> WORK REQUEST A
In the passage on forming clinical research questions, what does a one-tailed hypothesis predict, according to its example?
> WORK REQUEST B
Extend the passage on forming clinical research questions with the next paragraph, starting right after its final sentence.

> SUPPLIED TEXT
###
The ethical demands of the health disciplines enjoin us to help those in need to live well. We can seek to fulfill this duty by asking questions that can provoke socially useful answers.
Some Methodological Considerations in Research Question Formation
Well-defined research questions are specific and include clear boundaries of scope. Such clarity facilitates feasibility, which is an important value for investigators: We want to undertake projects that we can actually complete. But other values matter too. Social impact matters, so we want the scope of research questions to enable projects inclusive of the kinds of people who might benefit from the intervention being studied. As the philosopher and bioethicist Kirstin Borgerson writes, “Researchers face a burden of justification related to any idealizing elements added to trial design” because such idealizing elements limit the applicability of any findings (p. 293).Reference Borgerson5 Yet research questions often set up results that are at best agnostic as to applicability. Let us not mince words: A clinical study that is agnostic as to applicability is unethical. We must take seriously the fact that the clinical utility of results is implicit in the research question preceding them, and so ask questions that are meaningful to practicing clinicians and patients.
We have suggested that person-centered approaches generate the most useful clinical research because such approaches yield results that matter to patients. Yet few research questions are formed with a person-centered approach in mind. Consider that most research tests group difference or equivalence with respect to an outcome variable – tests that are implicit in the kinds of questions we ask, such as our hypothetical question concerning the superiority of antidepressants A or B.Reference Friedman, DeMets, Furberg, Granger and Reboussin6 This method may lead to statistically significant results concerning groups, but it has two major weaknesses from a person-centered approach. First, tests based on groups are uninformative about any one individual in the study, especially when the outcome variable is measured on a continuous scale. Second, the outcomes referenced in research questions and often used in group-comparison studies may be less relevant to participants or less instructive to clinicians.
Common clinical research questions are also limited by the use of traditional null hypothesis testing. Traditional null hypotheses are nonspecific, which means that the researcher’s default prediction is that the effects of two interventions will not differ. The alternative hypothesis is that they will differ, in a positive or negative direction.Reference Szucs and Ioannidis7 This leads to question of the form: Does treatment A have different outcomes than treatment B? Yet investigators often know enough to make a prediction about the direction of an effect, and it is this that they should be testing – not whether an intervention leads to any effect, but whether it leads to a predicted effect. Asking whether an intervention leads to any effect increases the likelihood of statistically significant findings but reduces the likelihood that the findings will have any clinical value. Another way to put this is that researchers should make one-tailed rather than two-tailed hypotheses. A one-tailed hypothesis predicts, for example, that A works better than B, whereas a two-tailed hypothesis predicts that A differs from B – it could be more or less effective. A poorly formed research question might involve a two-tailed hypothesis concerning group difference when there is sufficient prior research to enable a one-tailed prediction. The question in a two-tailed case invites a broader range of results that might be publishable because of statistical significance. But it could be a wasteful question if there is sufficient preexisting knowledge.
###
> DATA SECTION

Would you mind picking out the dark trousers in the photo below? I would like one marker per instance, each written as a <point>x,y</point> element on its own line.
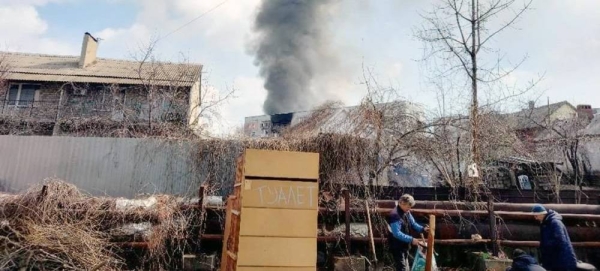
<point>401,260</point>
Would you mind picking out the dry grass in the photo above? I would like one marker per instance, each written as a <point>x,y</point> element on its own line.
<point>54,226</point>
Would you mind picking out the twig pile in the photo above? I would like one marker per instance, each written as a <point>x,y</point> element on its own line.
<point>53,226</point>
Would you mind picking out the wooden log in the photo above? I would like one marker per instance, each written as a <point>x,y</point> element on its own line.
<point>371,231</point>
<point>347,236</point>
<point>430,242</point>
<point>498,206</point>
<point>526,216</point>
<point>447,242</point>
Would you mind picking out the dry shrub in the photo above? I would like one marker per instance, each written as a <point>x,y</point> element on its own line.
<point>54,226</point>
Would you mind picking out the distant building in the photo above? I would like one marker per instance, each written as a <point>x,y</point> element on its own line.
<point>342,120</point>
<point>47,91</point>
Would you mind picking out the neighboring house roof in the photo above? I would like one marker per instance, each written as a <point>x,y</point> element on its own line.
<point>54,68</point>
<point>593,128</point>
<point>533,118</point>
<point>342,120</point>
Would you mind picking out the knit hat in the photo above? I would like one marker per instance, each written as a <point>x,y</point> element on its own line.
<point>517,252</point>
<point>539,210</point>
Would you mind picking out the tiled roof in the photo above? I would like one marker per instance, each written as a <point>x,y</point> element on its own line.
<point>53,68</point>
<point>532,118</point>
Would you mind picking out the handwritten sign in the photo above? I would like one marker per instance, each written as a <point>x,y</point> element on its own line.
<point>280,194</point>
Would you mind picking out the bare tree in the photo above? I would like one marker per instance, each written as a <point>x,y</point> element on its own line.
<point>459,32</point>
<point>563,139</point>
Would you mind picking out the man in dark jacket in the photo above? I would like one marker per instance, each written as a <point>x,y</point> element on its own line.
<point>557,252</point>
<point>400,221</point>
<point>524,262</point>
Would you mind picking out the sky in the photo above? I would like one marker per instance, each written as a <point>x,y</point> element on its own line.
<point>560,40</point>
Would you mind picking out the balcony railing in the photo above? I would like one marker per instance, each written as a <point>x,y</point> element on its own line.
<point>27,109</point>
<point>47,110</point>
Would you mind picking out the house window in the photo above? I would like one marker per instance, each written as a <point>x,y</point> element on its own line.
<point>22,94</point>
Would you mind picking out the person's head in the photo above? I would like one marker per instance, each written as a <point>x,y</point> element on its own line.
###
> WRITTEN ANSWER A
It predicts a direction, for example that A works better than B.

> WRITTEN ANSWER B
Badly formulated hypotheses stem from badly formed research questions, collectively fostering “wiggle room” in analysis and interpretation. A good research question lends itself to a clear prediction to be tested in unambiguous terms; where such clarity is lacking, there is an open door for spin – the selective interpretation of study results in a manner that favors a particular treatment. The methodology of spin is fairly simple: Data that do not justify a researcher’s conclusions are interpreted as though they do support these conclusions. This problem is rampant in studies. Consider an evaluation of recent RCTs of cardiovascular treatments published in top journals. Muhammad Shahzeb Khan and colleagues focused on RCTs finding no statistically significant treatment benefit for the primary outcome variable, and discovered that, in 67 percent of publications concerning such trials, authors nonetheless made statements in favor of the value of the treatment. Statements implying that the treatment worked appeared in 57 percent of abstracts and 54 percent of conclusions. Brazenly, such statements even appeared in 10 percent of the article titles.Reference Khan, Lateef and Siddiqi8 Figure 4.1 summarizes the findings. The authors conclude: “In reports of cardiovascular RCTs with statistically nonsignificant primary outcomes, investigators often manipulate the language of the report to detract from the neutral primary outcomes” (p. 1). This is spin in action, and it’s possible because of imprecise research questions and imprecise hypotheses. A clear prospective declaration of how hypotheses will be evaluated leaves authors less room to spin their interpretation of data.
Figure 4.1 Spin/overstatement by article section.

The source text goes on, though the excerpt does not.